→ **Metin Bölümü**
· · · ·
Teknoloji bağımlılığı kapsamında çocuklar ve gençlerin önemli bir risk grubu oluşturduğunu dile getiren Altıay, küçük yaştaki çocukların, ailelerinin denetimi olmadan internet üzerinde gezinmemesi ve çevrimiçi platformlarda diğer kullanıcılarla etkileşimde bulunmaması konusunda dikkatli olunması gerektiğini kaydetti.
Emniyet Genel Müdürlüğü tarafından yapılan siber farkındalık faaliyetlerine ilişkin bilgi veren Altıay, bu kapsamda 354 bin 254 katılımcıya seminer verildiğini ve 482 bin 226 broşür dağıtıldığını söyledi.
- "Güvenli internet kullanımı konusunda toplumsal bilinç son derece önemlidir"
Türkiye'nin, sosyal medya ve akıllı telefon kullanımında dünyada ilk beş ülke arasında yer aldığını belirten Altıay, bunun, yoğun kullanım ile problemli ve patolojik bir tüketimi de beraberinde getiriyor. Altıay, "Bağımlılıkla mücadele kadar önemli olan, bağımlılığın oluşturduğu riskleri azaltmak ve internetin sağladığı fırsatları arttırmak için güvenli internet kullanımı konusunda toplumsal bilinç ve toplum genelinde ortak bir yaklaşım oluşturulması son derece önemlidir. Bilişim suçlarıyla mücadele için bu alanda belirtilen tehditler ve riskler önderliğinde güvenlik stratejisinin geliştirilmesi ve uygulamaya konulması önem arz etmektedir." diye konuştu.
Tehditlere karşı internetin bilinçli, güvenli ve etkin kullanımı konusunda en uzun ve kalıcı önlemin bilinçlendirme seminerleri olduğuna işaret eden Altıay, şunları kaydetti:
"Kullanıcılar, bilinçsel teknolojiler üzerinde açık veya örtülü olarak karşılaştıkları risklere karşılık bilinçlendirilmeli, kamu spotlarıyla yaygın suç işleme yöntemleri konusunda uyarılarda bulunulmalı ve farkındalık oluşturulmalıdır. İnternetin güvenli kullanımı özellikle çocuklar ve gençler için öncelikli bir ihtiyaç olduğundan rehber konumunda bulunan eğiticiler ve ailelere yönelik bilişim suçları ve koruma yöntemleriyle ilgili bilinçlendirme seminerleri, kamu spotları, tanıtım videoları ve radyo programları büyük önem arz etmektedir."
Sosyal ağlarda paylaşılan kişisel bilgilerin, kişisel bilgi güvenliği açısından bazı riskleri de ortaya çıkardığını vurgulayan Altıay, "Türkiye'deki çocukların yüzde 46'sı sosyal ağlarda kişisel bilgilerini korumaya yönelik kuralları bilmemekte ve bunun sonucu olarak gönderilerini, profil fotoğraflarını ve doğum tarihlerini herkesle paylaşmaktadırlar. Çocuklar, reklam ya da hediye amacıyla isim, adres ve telefon numarası gibi bilgileri paylaşarak hem kendilerine hem de yakınlarını tehlikeye sokabilmektedirler. Ayrıca sosyal ağlar, çocuklar arasında siber zorbalığa da yol açabilecek bir potansiyele sahiptir. Bu tür ortamlarda özellikle teknoloji okuryazarlığı az olan çocukların siber zorbalığa daha çok maruz kaldığı görülmektedir." diye konuştu.
· · · ·
[Konum belirleme kayıtları]
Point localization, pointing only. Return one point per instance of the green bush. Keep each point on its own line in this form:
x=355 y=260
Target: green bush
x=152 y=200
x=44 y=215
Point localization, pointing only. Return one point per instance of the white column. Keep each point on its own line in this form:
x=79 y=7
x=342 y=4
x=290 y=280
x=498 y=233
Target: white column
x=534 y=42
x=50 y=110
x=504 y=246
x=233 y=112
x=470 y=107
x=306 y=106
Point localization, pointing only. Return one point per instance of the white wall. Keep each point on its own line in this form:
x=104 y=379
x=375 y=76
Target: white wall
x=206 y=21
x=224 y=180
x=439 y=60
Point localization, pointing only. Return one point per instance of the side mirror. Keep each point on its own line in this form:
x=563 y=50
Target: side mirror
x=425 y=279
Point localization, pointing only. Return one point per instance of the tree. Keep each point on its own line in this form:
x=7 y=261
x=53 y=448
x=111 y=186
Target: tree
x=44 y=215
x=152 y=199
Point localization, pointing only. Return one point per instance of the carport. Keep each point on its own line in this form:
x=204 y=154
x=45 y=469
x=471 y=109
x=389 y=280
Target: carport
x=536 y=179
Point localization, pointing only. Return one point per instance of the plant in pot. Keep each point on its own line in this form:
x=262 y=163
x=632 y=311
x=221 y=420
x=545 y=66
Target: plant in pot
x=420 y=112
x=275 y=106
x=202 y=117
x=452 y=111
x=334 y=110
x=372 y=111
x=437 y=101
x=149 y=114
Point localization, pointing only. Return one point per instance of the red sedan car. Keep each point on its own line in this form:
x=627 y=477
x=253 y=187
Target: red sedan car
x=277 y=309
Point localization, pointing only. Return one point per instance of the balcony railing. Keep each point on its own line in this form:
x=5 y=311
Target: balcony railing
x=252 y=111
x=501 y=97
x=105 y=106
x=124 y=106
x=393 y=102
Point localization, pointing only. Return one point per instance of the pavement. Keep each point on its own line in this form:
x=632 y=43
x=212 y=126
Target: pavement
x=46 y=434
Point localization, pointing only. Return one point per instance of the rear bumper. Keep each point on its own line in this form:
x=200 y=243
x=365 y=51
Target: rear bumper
· · · ·
→ **Uygulama Sorusu A**
Metne göre, rehber konumundaki eğiticilere ve ailelere yönelik olarak büyük önem arz ettiği söylenen araçların tümünü sıralayın.
→ **Uygulama Sorusu B**
Kayıtlarda "of the side" ifadesini içeren satırdan başlayın ve "x=149 y=114" ifadesini içeren satırda bitirin. Bu satırları, "Target" yerine "Hedef" getirerek yeniden yazın.

→ **Örnek Çözüm A**
Bilinçlendirme seminerleri, kamu spotları, tanıtım videoları ve radyo programları.

→ **Örnek Çözüm B**
Point localization, pointing only. Return one point per instance of the side mirror. Keep each point on its own line in this form:
x=563 y=50
Hedef: side mirror
x=425 y=279
Point localization, pointing only. Return one point per instance of the tree. Keep each point on its own line in this form:
x=7 y=261
x=53 y=448
x=111 y=186
Hedef: tree
x=44 y=215
x=152 y=199
Point localization, pointing only. Return one point per instance of the carport. Keep each point on its own line in this form:
x=204 y=154
x=45 y=469
x=471 y=109
x=389 y=280
Hedef: carport
x=536 y=179
Point localization, pointing only. Return one point per instance of the plant in pot. Keep each point on its own line in this form:
x=262 y=163
x=632 y=311
x=221 y=420
x=545 y=66
Hedef: plant in pot
x=420 y=112
x=275 y=106
x=202 y=117
x=452 y=111
x=334 y=110
x=372 y=111
x=437 y=101
x=149 y=114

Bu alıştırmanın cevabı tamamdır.